True to our way, this week’s print, broadcast and digital media are consumed with a single story — the tragedy of Tucson.  Expect that to be the case for a few days longer and then for it to recede, dramatically so if some other big news crowds it out.  Yes, that’s our way.


The President will be on site tomorrow and, again as is our way, he’s being given all kinds of advice about tone and message.  Don’t make it political, don’t point any fingers, and don’t above all tell the nation what it needs to here.  A sincere I feel/share your/our pain will suffice.  Perhaps that’s the right message for what will be a memorial event, but as suggested in my most recent post, we need another Philadelphia speech, and need it soon.


It seems that Tucson (beyond giving the various media the kind of sensational story they love most) is tailor made for columnists and bloggers (myself included).  Some see this as a teaching moment, which it surely might be, but don’t hold your breath.  There is a lot of finger pointing (from people whose political views I largely share) and a lot of well-reasoned argument against extrapolating too much from this singular event (from those whose political views I largely don’t share).  What strikes me about them all is the bottom line consistency of message across the spectrum — horrendous, but not my fault.


Writers to the left of center generally point fingers at the fire in the theater rhetoric and worse of the right.  They rail against any suggestion that the left has played a role in our overheated atmosphere and most especially against the idea of equal excess, much less moral equivalency.  Their counterparts, often employing an assassination history lesson, essentially ask us to consider this a freestanding one off.  The work of a disturbed individual.  Some have documented how the left has also put violent metaphors forward.  Not our fault, any and all of us.

PROBLEM DESCRIPTION » Retype the part of the commentary on Tucson that begins at the words "True to our" and stops after the words "need it soon.". The records are separate material and have no connection to the commentary.

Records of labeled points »

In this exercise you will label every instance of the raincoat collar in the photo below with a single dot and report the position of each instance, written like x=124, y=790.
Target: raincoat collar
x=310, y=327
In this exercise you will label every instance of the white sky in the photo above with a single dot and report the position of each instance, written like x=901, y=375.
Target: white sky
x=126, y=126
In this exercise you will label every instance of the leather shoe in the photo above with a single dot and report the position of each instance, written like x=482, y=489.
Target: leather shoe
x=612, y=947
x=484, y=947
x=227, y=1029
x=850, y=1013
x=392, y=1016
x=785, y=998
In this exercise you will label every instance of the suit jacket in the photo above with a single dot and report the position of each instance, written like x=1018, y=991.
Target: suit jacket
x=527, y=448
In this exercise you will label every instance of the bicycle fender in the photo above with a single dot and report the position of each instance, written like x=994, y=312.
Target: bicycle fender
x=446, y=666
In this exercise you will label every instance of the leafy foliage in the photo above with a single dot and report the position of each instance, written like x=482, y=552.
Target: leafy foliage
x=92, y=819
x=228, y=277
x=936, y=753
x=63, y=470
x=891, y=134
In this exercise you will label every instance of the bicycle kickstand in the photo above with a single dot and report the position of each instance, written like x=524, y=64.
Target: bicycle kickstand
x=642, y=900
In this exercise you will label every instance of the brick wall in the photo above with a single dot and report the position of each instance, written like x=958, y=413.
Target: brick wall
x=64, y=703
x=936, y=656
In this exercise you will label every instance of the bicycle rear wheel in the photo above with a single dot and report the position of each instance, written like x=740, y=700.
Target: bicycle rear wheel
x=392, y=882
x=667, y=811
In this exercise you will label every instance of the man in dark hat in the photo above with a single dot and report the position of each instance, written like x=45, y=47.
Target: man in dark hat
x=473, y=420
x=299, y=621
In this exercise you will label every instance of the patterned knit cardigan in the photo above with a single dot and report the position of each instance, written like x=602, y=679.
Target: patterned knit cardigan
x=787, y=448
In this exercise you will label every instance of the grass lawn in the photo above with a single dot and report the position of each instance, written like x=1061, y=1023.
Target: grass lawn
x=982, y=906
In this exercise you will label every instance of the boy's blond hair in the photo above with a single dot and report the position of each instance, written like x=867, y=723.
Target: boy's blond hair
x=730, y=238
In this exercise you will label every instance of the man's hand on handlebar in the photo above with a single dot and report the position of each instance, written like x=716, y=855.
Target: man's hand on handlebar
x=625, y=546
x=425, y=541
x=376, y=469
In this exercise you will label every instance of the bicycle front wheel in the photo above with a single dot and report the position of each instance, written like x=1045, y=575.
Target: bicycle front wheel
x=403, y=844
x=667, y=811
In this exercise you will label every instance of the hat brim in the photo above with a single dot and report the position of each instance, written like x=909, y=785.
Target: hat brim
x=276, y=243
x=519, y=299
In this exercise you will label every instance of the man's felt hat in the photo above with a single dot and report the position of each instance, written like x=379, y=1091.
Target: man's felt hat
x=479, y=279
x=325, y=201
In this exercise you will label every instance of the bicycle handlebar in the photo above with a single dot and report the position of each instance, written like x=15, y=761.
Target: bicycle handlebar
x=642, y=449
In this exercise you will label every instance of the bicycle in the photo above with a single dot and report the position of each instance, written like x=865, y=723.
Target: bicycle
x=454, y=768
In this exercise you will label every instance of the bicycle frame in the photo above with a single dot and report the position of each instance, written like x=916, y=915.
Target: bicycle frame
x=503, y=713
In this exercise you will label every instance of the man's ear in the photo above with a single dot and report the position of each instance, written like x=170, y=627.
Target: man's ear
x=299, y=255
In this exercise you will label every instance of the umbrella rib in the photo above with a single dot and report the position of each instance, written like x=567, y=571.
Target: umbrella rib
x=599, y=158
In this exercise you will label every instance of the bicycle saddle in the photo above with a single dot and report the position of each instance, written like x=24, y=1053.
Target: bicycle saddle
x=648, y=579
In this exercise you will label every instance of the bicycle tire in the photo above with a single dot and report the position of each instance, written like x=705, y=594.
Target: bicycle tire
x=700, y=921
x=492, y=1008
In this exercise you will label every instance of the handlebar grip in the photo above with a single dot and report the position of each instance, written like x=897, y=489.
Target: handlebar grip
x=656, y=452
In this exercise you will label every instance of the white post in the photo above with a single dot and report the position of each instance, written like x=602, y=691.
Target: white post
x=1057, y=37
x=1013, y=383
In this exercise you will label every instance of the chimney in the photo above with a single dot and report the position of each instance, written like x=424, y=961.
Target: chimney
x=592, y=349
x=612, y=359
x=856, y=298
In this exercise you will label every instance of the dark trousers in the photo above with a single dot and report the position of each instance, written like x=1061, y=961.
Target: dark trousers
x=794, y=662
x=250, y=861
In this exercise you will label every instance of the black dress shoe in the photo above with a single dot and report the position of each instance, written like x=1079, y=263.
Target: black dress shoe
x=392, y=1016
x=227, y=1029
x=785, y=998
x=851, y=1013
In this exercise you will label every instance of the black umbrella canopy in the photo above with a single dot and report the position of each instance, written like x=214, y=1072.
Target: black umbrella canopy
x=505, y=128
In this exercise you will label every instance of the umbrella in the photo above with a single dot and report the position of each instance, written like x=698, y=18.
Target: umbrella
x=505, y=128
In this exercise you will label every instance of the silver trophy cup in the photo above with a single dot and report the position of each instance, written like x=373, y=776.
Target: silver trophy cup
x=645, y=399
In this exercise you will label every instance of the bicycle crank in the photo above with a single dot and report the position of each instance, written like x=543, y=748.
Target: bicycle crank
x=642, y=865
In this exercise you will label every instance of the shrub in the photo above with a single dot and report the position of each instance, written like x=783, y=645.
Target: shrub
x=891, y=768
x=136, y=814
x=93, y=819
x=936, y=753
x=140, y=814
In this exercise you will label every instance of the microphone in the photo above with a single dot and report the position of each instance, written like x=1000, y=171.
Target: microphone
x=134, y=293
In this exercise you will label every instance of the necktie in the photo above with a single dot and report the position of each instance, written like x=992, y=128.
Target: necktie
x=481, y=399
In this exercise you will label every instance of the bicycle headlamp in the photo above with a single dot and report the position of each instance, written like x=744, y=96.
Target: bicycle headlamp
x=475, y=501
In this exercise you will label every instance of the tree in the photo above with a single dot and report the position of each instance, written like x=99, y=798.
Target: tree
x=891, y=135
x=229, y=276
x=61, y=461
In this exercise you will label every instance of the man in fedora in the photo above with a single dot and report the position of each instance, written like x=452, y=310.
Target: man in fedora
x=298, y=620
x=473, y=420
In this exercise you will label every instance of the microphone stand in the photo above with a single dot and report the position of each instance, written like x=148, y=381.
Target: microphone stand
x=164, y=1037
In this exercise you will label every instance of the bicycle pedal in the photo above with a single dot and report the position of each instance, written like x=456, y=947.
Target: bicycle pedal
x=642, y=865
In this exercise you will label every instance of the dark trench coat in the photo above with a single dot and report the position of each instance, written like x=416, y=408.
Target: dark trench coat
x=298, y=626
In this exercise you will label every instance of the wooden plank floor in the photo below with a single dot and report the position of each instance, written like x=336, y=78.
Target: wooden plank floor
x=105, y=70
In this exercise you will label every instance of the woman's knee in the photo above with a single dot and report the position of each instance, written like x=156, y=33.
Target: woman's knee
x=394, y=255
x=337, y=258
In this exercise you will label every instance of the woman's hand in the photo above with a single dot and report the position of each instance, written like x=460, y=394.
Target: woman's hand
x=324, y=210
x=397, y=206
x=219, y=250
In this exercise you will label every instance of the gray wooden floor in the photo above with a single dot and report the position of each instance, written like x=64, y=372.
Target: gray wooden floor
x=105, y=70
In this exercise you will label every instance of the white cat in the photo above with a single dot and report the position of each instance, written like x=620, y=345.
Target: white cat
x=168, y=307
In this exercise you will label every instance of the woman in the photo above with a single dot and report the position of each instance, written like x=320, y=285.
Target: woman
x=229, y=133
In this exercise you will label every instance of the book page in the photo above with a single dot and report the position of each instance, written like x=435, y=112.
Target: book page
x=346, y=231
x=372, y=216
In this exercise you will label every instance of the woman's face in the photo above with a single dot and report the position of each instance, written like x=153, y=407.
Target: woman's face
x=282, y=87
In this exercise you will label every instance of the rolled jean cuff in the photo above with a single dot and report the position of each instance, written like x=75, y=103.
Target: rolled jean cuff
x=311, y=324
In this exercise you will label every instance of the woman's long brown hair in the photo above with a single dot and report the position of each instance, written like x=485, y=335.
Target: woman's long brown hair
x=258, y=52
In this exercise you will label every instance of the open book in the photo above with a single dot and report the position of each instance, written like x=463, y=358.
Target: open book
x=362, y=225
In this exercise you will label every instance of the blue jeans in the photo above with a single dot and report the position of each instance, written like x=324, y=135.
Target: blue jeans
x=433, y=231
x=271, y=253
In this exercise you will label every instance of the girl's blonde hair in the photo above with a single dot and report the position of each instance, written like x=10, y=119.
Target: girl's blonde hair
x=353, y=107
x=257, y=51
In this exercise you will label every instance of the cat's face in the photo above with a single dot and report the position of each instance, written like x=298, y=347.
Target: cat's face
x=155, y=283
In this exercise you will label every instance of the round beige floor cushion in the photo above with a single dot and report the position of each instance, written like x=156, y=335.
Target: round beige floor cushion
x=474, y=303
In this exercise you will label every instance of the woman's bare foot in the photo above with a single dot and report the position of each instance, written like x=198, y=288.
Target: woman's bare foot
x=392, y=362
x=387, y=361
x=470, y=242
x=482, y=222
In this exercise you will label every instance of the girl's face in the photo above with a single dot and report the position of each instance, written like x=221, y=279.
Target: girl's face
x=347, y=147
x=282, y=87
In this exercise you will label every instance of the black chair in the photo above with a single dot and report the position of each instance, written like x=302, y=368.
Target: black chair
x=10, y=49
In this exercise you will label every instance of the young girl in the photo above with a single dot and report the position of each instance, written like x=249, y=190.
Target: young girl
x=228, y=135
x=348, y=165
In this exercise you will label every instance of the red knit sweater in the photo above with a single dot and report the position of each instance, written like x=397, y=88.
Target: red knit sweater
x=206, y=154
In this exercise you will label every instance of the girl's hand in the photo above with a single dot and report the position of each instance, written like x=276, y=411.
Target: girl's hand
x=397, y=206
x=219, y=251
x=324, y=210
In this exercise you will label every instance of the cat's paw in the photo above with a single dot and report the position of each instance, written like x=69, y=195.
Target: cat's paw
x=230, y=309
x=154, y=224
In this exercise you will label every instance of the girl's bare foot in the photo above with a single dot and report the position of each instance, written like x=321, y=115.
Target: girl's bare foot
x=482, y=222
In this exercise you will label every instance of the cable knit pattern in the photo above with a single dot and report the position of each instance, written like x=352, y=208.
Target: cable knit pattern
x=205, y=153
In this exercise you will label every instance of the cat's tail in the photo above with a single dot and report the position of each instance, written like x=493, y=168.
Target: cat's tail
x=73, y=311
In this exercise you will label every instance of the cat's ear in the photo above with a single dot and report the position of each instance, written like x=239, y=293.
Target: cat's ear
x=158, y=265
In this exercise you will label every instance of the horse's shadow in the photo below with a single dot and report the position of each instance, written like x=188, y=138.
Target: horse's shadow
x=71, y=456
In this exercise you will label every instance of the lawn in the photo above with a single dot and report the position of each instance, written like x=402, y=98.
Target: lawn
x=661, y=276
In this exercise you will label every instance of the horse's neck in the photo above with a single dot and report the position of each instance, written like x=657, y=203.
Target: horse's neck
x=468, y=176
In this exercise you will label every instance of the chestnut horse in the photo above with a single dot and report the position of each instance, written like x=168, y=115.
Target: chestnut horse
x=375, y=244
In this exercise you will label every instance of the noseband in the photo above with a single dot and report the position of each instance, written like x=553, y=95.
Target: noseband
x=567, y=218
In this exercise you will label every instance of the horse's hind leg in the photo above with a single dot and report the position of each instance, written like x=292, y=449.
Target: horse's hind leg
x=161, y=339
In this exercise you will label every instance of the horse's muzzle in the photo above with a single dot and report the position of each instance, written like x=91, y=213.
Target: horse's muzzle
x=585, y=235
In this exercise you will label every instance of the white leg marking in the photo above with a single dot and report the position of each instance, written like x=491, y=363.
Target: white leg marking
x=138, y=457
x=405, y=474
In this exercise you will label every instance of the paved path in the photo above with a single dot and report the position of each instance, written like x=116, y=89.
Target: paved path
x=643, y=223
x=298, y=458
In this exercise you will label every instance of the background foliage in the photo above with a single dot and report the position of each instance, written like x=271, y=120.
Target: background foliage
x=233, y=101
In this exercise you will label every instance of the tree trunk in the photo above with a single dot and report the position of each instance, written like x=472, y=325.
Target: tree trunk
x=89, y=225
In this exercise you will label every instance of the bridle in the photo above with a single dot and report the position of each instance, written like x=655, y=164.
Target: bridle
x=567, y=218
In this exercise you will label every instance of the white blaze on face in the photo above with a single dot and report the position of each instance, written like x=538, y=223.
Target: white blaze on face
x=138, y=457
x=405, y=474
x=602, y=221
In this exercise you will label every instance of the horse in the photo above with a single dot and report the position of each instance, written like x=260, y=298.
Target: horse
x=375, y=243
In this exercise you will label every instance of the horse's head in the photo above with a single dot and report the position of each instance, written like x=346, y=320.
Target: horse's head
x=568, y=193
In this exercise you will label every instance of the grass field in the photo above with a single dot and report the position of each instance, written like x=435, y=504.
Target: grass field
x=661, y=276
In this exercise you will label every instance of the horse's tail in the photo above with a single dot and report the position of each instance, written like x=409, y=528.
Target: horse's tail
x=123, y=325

EXERCISE RESPONSE »
True to our way, this week’s print, broadcast and digital media are consumed with a single story — the tragedy of Tucson.  Expect that to be the case for a few days longer and then for it to recede, dramatically so if some other big news crowds it out.  Yes, that’s our way.


The President will be on site tomorrow and, again as is our way, he’s being given all kinds of advice about tone and message.  Don’t make it political, don’t point any fingers, and don’t above all tell the nation what it needs to here.  A sincere I feel/share your/our pain will suffice.  Perhaps that’s the right message for what will be a memorial event, but as suggested in my most recent post, we need another Philadelphia speech, and need it soon.